# [TASK]
Output the patent excerpt word for word, starting at "The disclosure relates" and ending at "a semiconductor unit substrate.".

# [EXTRACT]
┄┄┄┄┄┄┄┄┄┄┄┄┄┄┄┄┄┄┄┄

CROSS-REFERENCE TO RELATED APPLICATION

This application is a continuation application of and claims the priority benefit of U.S. application Ser. No. 18/187,677, filed on Mar. 22, 2023, which claims the priority benefits of U.S. provisional application Ser. No. 63/334,197, filed on Apr. 25, 2022 and China application serial no. 202310003134.8, filed on Jan. 3, 2023. The entirety of each of the above-mentioned patent applications is hereby incorporated by reference herein and made a part of this specification.

TECHNICAL FIELD

The disclosure relates to an electronic device, and in particular to an electronic device including at least one semiconductor unit substrate.

DESCRIPTION OF RELATED ART

Generally, an electronic device (such as a display device, an antenna array device) includes a drive circuit and a plurality of semiconductor units. The drive circuit is capable of driving the plurality of semiconductor units. The existing drive circuit and the plurality of semiconductor units may be disposed at the same semiconductor unit substrate. However, the drive circuit occupies the layout area of the substrate. Therefore, the layout area of the plurality of semiconductor units on the semiconductor unit substrate is limited.

SUMMARY

The disclosure is directed to an electronic device capable of increasing the layout area of a plurality of semiconductor units on a semiconductor unit substrate.
According to an embodiment of the disclosure, an electronic device includes a first substrate, a second substrate, a first functional circuit, a second functional circuit, a circuit assembly, semiconductor units and a circuit substrate. The first functional circuit is disposed on the first substrate. The second functional circuit is disposed on the second substrate. The semiconductor units are disposed on the circuit assembly. The first substrate and the second substrate are disposed on the circuit substrate. The first functional circuit and the second functional circuit are different in function and are coupled to the circuit assembly.
Based on the above, the electronic device includes the integrated driver board and the at least one semiconductor unit substrate. The data drive circuit and the scanning drive circuit are respectively disposed on the circuit board of the integrated driver board. Therefore, the data drive circuit and the scanning drive circuit are not disposed on the at least one semiconductor unit substrate. In this way, the layout area of the semiconductor unit on the at least one semiconductor unit substrate is not occupied by the data drive circuit and the scanning drive circuit.

┄┄┄┄┄┄┄┄┄┄┄┄┄┄┄┄┄┄┄┄

# [Stored records]
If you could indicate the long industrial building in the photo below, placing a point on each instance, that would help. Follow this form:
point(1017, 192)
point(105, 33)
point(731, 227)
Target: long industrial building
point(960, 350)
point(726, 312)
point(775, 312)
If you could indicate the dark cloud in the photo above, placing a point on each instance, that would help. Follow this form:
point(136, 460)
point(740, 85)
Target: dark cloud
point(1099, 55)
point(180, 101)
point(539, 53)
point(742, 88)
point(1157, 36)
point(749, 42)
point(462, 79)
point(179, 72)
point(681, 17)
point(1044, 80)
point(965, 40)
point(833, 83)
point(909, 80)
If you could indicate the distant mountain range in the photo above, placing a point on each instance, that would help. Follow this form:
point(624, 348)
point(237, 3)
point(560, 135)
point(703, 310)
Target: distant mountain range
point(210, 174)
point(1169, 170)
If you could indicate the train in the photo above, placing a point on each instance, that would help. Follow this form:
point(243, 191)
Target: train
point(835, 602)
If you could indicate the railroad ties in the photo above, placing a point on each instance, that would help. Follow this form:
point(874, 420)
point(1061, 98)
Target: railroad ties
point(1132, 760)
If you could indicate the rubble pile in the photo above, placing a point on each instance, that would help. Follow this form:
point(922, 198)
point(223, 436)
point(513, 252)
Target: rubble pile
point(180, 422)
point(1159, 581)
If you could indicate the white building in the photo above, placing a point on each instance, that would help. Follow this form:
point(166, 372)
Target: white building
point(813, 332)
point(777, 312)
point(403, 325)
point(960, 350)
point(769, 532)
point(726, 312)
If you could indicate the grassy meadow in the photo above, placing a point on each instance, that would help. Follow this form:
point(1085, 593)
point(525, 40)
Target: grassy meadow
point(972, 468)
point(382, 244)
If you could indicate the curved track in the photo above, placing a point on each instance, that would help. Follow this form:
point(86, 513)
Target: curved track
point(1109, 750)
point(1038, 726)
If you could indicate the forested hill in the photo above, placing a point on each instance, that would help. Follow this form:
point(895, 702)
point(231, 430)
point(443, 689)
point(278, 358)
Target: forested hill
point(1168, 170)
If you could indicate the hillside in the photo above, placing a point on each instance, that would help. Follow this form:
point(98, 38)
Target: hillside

┄┄┄┄┄┄┄┄┄┄┄┄┄┄┄┄┄┄┄┄

# [EXERCISE ANSWER]
The disclosure relates to an electronic device, and in particular to an electronic device including at least one semiconductor unit substrate.

DESCRIPTION OF RELATED ART

Generally, an electronic device (such as a display device, an antenna array device) includes a drive circuit and a plurality of semiconductor units. The drive circuit is capable of driving the plurality of semiconductor units. The existing drive circuit and the plurality of semiconductor units may be disposed at the same semiconductor unit substrate. However, the drive circuit occupies the layout area of the substrate. Therefore, the layout area of the plurality of semiconductor units on the semiconductor unit substrate is limited.

SUMMARY

The disclosure is directed to an electronic device capable of increasing the layout area of a plurality of semiconductor units on a semiconductor unit substrate.